- Exercise text -
We need to move firmly beyond the misinformed views that depression is a “psychiatric invention”

The World Federation for Mental Health proposes that depression is a global crisis because it affects more than 300 million people around the world, that it is associated with profound social and economic consequences, and that despite the fact that it is “treatable” most people around the world do not receive these treatments. But there are many who question this evidence, with the most strident critique challenging the very notion of depression as a disorder in the first place and equating its application across cultures with psychiatric imperialism: one commentator has famously referred to the globalisation of the concept of depression as the “Americanisation of mental illness”. (http://www.nytimes.com/2010/01/10/magazine/10psyche-t.html?pagewanted=all).

These dissenting voices argue that what constitutes depression is, in fact, a perfectly normal human response to adversity in one’s life (for example, losing someone you love or your job), and that applying a medical label wrongly transforms this response into a sickness. Worse, applying such labels primarily furthers the pernicious agendas of the professional mental health sectors and its bed-fellows in the pharmaceutical industry. As Horwitz and Wakefield, two American mental health professionals argue, there is a real danger of the “loss of sadness” (http://www.amazon.com/Loss-Sadness-Psychiatry-Transformed-Depressive/dp/0195313046), an emotional experience which is as common as happiness, through the over-use and abuse of the diagnostic label of depression and antidepressant medicines.

What do we make of these contrasting views? Is depression a real disorder? Does it really occur in non-western settings? How do we distinguish despair from disorder?

There seems little doubt in my mind that depression, in particular at the severe end of the experience of this condition, is as real a disorder as diabetes is at the severe end of blood glucose levels. I could invoke the hundreds of studies carried out in scores of countries around the world which demonstrate not only that the core features of this condition can be identified in all cultures, but also that the condition is very common and disabling. I could invoke the fact that my own mother who grew up and lived her life in India, suffered from severe depression from which she made a full recovery with treatment. But I think the most compelling evidence to support the existence of this condition comes from the annals of the history of medical knowledge: indigenous systems of medicine from times immemorial, including our own in India, have described a syndrome akin to what we refer to as depression (albeit with different names and different explanations). Depression has existed as long as mankind itself, and certainly well before psychiatry, antidepressant medication or the nation of America itself came into being.

However, it is equally true that, we have a real problem is distinguishing depression as an illness from the despair of everyday life. Defining a disorder, at least from a clinical point of view, necessitates that we do identify such a dividing line. While the problem of defining the dividing line is also encountered in many other medical conditions such as hypertension (what is the exact dividing line between “normal” and “abnormal” blood pressure?), at least in those cases we can fall back on some objective indicator or measure (such as a blood pressure reading) to determine whether a person has the condition. In the absence of such an objective indicator of the disorder, psychiatry has defined a “case” on the basis of various characteristics of the self-reported experiences of depression (for example, their duration) and the impact of these experiences on social or occupational functioning. There is an obvious element of subjectivity and arbitrariness in making such distinctions and thus the inherent risk of mistaking despair for disorder, particularly at the milder end of the spectrum.

In the end, I do not think we will find the neat boundary between “normal sadness” and “clinical depression” if only because mood is an innate human characteristic, like weight or the length of our hair. However, to reject the very notion of depression as an illness on account of these difficulties is throwing the baby out with the bathwater. In my mind, depression is, like all non-communicable diseases, a physiologically expressed condition which is profoundly influenced by our social and cultural environments. Depression is a global crisis not only because it is common and universal, but because the vast majority of affected people suffer in silence or receive inappropriate care. We need to move firmly beyond the misinformed views that depression is a “psychiatric invention” to investing more on understanding its nature, finding more accurate ways of distinguishing when a person with the condition may benefit from medical care, and improving access to the full range of treatments (medicines and psychosocial) for such persons.

(Vikram Patel is director of the Centre for Global Mental Health at the London School of Hygiene & Tropical Medicine, director of the Center for Mental Health at the Public Health Foundation of India, and founder of the Goa-based NGO, Sangath.)

- Task requirements -
A. Answer these questions from the essay on depression:
(i) How many people around the world does the World Federation for Mental Health say depression affects?
(ii) What did one commentator famously call the globalisation of the concept of depression?
(iii) What objective measure can be used to determine whether a person has hypertension?
B. Reproduce the part of the essay on depression starting with "What do we make" and going on through "despair from disorder?".
C. How would you render this sentence from the essay on depression in Spanish: "Depression has existed as long as mankind itself, and certainly well before psychiatry, antidepressant medication or the nation of America itself came into being."
You won't need the items here.

- Exercise data -

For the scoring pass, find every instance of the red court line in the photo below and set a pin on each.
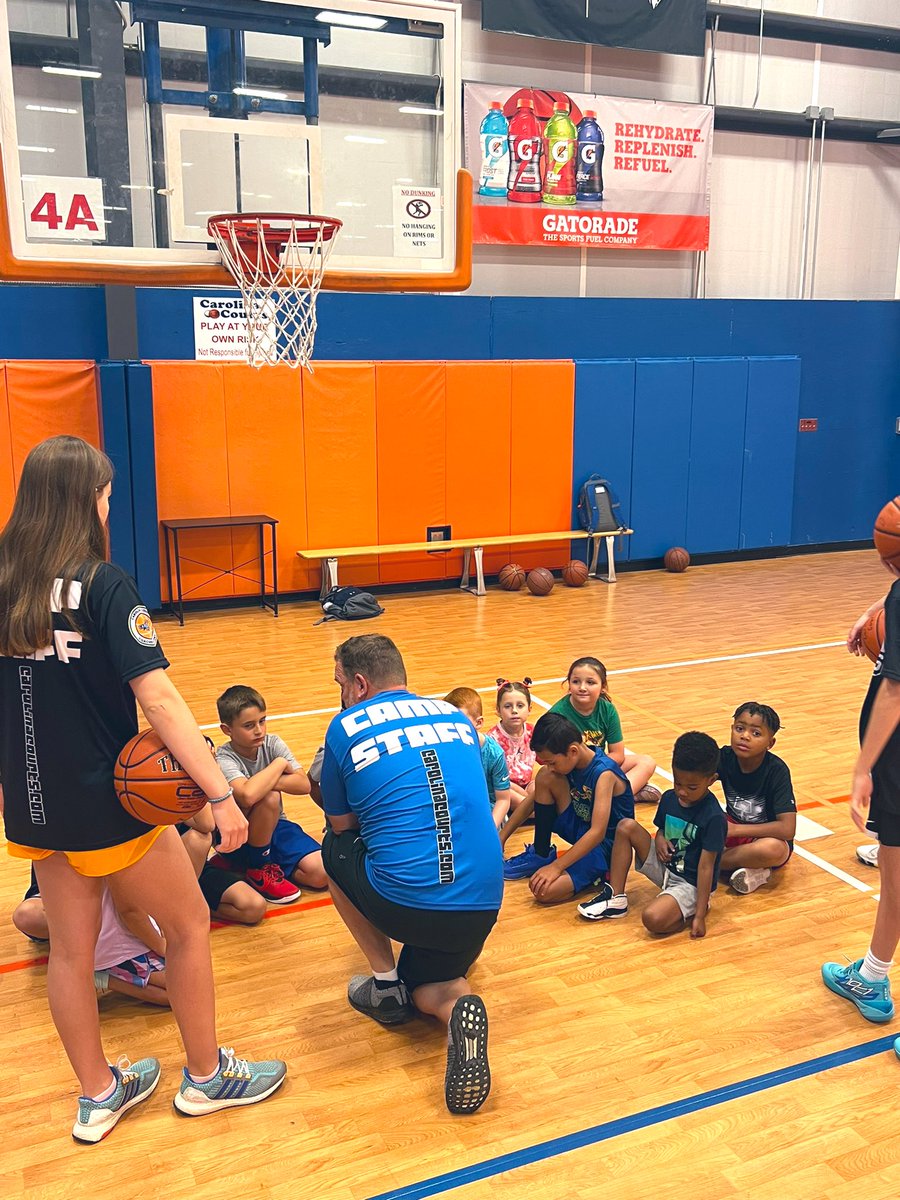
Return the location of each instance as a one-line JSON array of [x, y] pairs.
[[319, 903]]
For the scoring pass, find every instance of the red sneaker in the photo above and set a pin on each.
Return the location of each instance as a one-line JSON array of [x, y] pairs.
[[270, 883]]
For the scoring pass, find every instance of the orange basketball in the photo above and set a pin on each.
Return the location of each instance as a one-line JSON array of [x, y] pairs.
[[873, 636], [677, 559], [151, 785], [887, 532], [511, 577], [575, 574], [540, 581]]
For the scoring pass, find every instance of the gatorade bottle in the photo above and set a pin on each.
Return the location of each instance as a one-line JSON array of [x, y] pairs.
[[525, 155], [559, 147], [589, 172], [495, 153]]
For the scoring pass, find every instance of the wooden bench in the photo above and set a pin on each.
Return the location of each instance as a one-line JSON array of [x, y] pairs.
[[329, 557]]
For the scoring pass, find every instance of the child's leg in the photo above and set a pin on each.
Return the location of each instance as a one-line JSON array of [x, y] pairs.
[[630, 838], [761, 852], [241, 905], [663, 916], [163, 883], [30, 919], [639, 768], [72, 906], [153, 994], [310, 873]]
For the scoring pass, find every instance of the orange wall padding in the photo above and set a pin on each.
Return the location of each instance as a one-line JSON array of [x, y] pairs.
[[42, 400], [363, 454]]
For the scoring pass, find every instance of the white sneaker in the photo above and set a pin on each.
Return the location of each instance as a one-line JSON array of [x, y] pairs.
[[868, 855], [748, 879]]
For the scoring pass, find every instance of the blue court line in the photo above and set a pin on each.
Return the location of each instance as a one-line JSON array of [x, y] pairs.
[[643, 1120]]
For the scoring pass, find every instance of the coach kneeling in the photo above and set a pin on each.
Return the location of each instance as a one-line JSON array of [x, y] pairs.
[[412, 855]]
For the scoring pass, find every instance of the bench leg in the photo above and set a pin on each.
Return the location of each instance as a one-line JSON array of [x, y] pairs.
[[329, 576], [610, 577], [465, 580]]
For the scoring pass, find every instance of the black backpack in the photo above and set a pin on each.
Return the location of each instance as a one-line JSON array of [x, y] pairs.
[[598, 507], [349, 604]]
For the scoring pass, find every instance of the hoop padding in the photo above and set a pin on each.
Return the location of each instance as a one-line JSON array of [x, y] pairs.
[[279, 262]]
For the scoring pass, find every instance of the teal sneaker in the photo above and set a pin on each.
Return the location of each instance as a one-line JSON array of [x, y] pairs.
[[133, 1083], [235, 1084], [871, 999]]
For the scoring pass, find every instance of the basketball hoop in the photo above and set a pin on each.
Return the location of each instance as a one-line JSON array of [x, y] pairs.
[[277, 261]]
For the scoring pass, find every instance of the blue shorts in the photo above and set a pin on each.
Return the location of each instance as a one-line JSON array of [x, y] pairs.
[[291, 845], [591, 870]]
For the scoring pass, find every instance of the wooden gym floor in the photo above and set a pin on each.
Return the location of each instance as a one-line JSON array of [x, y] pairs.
[[623, 1066]]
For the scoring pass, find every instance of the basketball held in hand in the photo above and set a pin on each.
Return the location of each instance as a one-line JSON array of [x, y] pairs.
[[151, 785], [511, 577], [677, 559], [887, 533], [575, 574], [871, 639], [540, 581]]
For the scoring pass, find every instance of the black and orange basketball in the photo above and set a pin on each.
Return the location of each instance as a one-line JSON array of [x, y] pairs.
[[873, 635], [540, 581], [887, 532], [677, 559], [151, 785], [575, 574], [511, 577]]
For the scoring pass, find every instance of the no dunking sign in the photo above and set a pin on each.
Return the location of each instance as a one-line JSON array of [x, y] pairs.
[[417, 222]]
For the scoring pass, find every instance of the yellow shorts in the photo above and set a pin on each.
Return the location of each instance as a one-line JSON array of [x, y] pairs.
[[95, 863]]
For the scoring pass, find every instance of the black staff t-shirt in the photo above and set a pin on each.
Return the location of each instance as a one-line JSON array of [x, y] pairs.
[[886, 773], [67, 711]]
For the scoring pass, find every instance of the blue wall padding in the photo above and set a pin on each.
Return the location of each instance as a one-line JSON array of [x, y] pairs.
[[769, 453], [41, 322], [660, 455], [717, 455], [143, 481], [114, 414], [604, 432]]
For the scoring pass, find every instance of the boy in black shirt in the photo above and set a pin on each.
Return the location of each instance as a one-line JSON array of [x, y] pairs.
[[759, 799], [876, 787], [683, 858]]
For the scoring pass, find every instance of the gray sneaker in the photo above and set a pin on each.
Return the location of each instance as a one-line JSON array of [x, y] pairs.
[[467, 1083], [388, 1006]]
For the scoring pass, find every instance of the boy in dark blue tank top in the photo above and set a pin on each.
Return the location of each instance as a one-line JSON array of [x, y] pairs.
[[581, 796]]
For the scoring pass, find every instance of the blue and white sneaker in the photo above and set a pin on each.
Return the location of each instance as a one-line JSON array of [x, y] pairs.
[[871, 999], [522, 867], [133, 1083], [235, 1084]]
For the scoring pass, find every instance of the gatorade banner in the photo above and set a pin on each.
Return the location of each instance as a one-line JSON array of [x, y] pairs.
[[667, 27], [573, 169]]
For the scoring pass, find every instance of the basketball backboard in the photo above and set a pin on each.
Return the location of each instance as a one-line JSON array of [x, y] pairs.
[[126, 126]]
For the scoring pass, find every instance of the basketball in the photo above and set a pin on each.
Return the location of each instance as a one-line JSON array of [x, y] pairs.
[[677, 559], [151, 785], [873, 636], [540, 581], [575, 574], [887, 532], [511, 577]]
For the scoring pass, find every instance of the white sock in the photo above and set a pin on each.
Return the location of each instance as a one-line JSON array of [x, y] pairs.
[[874, 970]]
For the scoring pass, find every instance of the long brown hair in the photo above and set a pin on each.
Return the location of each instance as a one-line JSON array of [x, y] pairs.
[[54, 532]]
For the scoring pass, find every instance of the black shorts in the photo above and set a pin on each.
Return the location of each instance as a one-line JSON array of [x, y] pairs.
[[883, 822], [438, 945], [214, 885]]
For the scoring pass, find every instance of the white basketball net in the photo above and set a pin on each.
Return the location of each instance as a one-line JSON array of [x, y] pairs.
[[277, 262]]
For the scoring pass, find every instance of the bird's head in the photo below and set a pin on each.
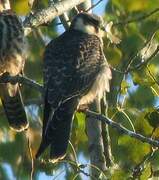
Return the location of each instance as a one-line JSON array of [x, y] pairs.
[[88, 23]]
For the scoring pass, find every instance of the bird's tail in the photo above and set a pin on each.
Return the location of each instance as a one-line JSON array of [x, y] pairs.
[[58, 131], [13, 106]]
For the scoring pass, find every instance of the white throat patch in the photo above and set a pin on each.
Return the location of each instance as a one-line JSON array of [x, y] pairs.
[[89, 29]]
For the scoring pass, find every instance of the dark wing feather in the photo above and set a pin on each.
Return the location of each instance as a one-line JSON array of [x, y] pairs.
[[71, 63]]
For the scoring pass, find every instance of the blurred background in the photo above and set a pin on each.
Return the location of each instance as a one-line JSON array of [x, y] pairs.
[[133, 100]]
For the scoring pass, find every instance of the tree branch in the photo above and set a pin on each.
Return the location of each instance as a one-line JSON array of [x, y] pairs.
[[122, 129], [46, 15], [90, 114], [6, 78], [140, 18]]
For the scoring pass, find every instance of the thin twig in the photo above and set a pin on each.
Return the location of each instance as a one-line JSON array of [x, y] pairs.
[[152, 76], [122, 129], [140, 18], [32, 159], [6, 78], [48, 14], [94, 5]]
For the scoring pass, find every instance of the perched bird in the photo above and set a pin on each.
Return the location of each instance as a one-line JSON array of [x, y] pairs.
[[75, 73], [12, 59]]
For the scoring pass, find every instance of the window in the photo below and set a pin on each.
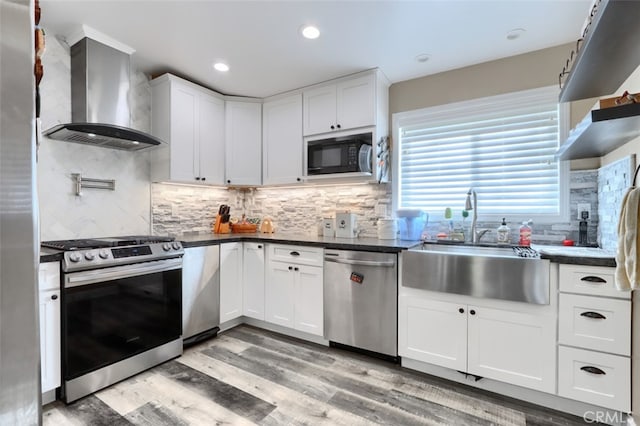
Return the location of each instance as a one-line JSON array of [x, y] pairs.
[[502, 146]]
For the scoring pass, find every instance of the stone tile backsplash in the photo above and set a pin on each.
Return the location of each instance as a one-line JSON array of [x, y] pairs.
[[613, 181]]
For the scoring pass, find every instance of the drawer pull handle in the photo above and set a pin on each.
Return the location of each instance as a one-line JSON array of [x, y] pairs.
[[592, 370], [594, 315], [594, 279]]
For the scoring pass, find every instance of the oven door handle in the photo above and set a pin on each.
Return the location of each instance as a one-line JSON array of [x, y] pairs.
[[75, 279]]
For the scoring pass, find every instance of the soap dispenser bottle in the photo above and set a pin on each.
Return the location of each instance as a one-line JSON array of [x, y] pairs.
[[503, 233]]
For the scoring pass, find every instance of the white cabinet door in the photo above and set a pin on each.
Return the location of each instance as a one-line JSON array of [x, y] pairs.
[[210, 149], [49, 311], [513, 347], [190, 119], [280, 294], [230, 281], [319, 110], [356, 102], [183, 140], [433, 331], [282, 140], [253, 266], [243, 143], [309, 299]]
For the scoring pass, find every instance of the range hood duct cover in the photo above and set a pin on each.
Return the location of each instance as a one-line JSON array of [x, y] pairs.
[[100, 111]]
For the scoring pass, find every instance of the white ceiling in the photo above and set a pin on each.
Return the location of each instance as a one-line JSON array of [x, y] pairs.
[[260, 40]]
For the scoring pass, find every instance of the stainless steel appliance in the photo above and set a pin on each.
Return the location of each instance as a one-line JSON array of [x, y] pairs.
[[348, 155], [200, 293], [360, 300], [100, 108], [120, 311], [19, 343]]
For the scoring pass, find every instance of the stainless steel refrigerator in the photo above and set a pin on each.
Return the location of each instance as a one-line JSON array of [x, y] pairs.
[[19, 245]]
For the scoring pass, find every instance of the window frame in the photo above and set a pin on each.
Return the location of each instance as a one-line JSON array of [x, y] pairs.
[[488, 104]]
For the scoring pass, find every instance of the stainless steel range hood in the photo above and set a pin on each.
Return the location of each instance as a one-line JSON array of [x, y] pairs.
[[100, 111]]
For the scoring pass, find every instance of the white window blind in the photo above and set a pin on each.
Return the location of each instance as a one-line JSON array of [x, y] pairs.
[[503, 147]]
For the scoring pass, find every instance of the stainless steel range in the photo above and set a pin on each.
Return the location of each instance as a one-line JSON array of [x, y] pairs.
[[121, 309]]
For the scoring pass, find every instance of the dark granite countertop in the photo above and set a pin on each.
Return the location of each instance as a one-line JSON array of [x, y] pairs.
[[364, 243]]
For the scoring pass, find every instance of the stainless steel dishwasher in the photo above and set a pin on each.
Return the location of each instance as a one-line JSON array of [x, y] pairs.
[[200, 293], [361, 300]]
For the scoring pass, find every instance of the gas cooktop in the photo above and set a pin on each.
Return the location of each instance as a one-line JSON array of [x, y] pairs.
[[105, 242]]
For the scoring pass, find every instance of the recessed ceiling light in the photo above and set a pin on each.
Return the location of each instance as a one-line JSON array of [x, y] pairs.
[[310, 32], [515, 33], [221, 66]]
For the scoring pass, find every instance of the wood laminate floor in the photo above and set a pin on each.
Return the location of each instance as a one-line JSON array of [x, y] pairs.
[[252, 376]]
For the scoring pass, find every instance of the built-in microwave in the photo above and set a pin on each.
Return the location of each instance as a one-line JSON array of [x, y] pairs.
[[342, 154]]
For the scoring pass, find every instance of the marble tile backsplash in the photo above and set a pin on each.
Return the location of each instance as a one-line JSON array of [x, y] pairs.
[[63, 215]]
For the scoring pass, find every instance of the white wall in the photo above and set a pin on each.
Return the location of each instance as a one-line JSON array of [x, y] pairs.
[[96, 213]]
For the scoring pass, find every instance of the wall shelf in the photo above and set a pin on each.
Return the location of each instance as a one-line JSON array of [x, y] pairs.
[[609, 53], [602, 131]]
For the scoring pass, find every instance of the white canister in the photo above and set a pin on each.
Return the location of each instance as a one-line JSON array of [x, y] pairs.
[[387, 229]]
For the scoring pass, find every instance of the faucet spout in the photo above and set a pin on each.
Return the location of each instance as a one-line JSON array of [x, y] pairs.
[[472, 204]]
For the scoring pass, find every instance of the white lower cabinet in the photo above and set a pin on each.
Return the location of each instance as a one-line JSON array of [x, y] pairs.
[[294, 288], [230, 281], [513, 347], [49, 305], [594, 377], [501, 344], [253, 277], [594, 340]]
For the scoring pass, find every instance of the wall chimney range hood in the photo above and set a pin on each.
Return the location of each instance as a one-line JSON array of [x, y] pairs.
[[100, 111]]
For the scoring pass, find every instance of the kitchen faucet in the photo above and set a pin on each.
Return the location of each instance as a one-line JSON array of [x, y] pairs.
[[468, 205]]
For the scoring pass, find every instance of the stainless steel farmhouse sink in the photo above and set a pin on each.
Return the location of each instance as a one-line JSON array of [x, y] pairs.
[[495, 272]]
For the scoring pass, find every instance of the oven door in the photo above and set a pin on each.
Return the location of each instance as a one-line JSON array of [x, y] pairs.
[[111, 314]]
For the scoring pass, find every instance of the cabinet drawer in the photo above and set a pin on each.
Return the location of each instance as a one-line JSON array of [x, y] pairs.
[[595, 323], [592, 280], [300, 255], [595, 378], [49, 276]]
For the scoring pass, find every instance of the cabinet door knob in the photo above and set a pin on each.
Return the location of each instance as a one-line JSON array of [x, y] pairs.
[[594, 315], [592, 370]]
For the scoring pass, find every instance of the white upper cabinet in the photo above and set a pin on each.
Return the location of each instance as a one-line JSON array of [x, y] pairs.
[[345, 104], [282, 140], [190, 119], [243, 143]]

- Exercise results -
A.
(i) More than 300 million people.
(ii) The "Americanisation of mental illness."
(iii) A blood pressure reading.

B.
What do we make of these contrasting views? Is depression a real disorder? Does it really occur in non-western settings? How do we distinguish despair from disorder?

C. La depresión ha existido desde que existe la humanidad, y ciertamente mucho antes de que surgieran la psiquiatría, los medicamentos antidepresivos o la propia nación de Estados Unidos.